▸ Task 1
Please rescale the listing that follows the article: write out all of its lines again, requests included, with every coordinate in the answers multiplied by 2.35 and rounded to a whole number, halves rounding up. Leave the picture lines out.

▸ Text shown
- - -
Jeremiah Owyang discusses how web tools and social media enable companies to connect with customers

Has Information Architecture outlived it’s Usefulness?

I’ve been giving a little (but not much) thought about Information Architecture and how it collides with the social media ‘bottom up’ folksononmy that’s being created by the users. Don’t know what IA is? It’s the understanding, orgininization of information and users for websites. It evolved from library sciences.

At one point in my career, I gave a lot of focus into this practice, but have since felt that folksonomies (structures created from users, like tags, voting, rating) could also yield similiar if not better results. Of course, the answer is not ‘or’ but ‘and’ you’ll need both someone in your web team to provide a structure, and encourage multiple features from your user base to provide input how the structure can be sorted, arranged, and presented.

Read Thoughts on the Impending Death of Information Architecture

“Yes, indeed. IA as it has lived will soon die. Not because it wasn’t valuable, not because IA’s didn’t do great work, but because the Web is moving on.

The problem is that IA models information, not relationships. Many of the artifacts that IAs create: site maps, navigation systems, taxonomies, are information models built on the assumption that a single way to organize things can suit all users…one IA to rule them all, so to speak.”
- - -
▸ Entries
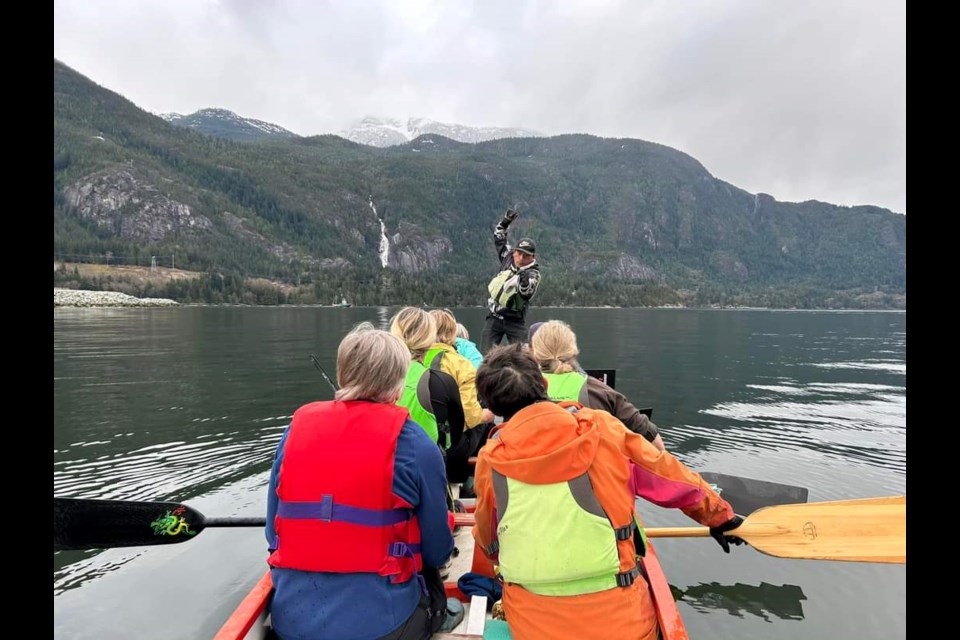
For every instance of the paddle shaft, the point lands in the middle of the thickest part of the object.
(234, 522)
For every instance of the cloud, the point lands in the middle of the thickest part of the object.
(799, 100)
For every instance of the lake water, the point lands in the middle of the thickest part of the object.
(187, 404)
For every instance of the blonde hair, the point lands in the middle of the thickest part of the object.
(554, 345)
(416, 328)
(446, 325)
(371, 365)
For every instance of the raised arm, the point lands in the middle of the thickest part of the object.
- - -
▸ Task 2
Translate this sentence from the article on information architecture above into German: "The problem is that IA models information, not relationships."

▸ Solution 1
For every instance of the paddle shaft, the point lands in the middle of the thickest part of the object.
(550, 1227)
For every instance of the cloud, the point lands in the middle of the thickest part of the object.
(1878, 235)
For every instance of the lake water, the point lands in the middle of the thickest part of the object.
(439, 949)
For every instance of the blonde hair, the point lands in the middle of the thickest part of the object.
(1302, 811)
(978, 771)
(1048, 764)
(872, 858)
For every instance of the raised arm, the point lands in the middle of the thickest part of the object.

▸ Solution 2
Das Problem ist, dass IA Informationen modelliert, nicht Beziehungen.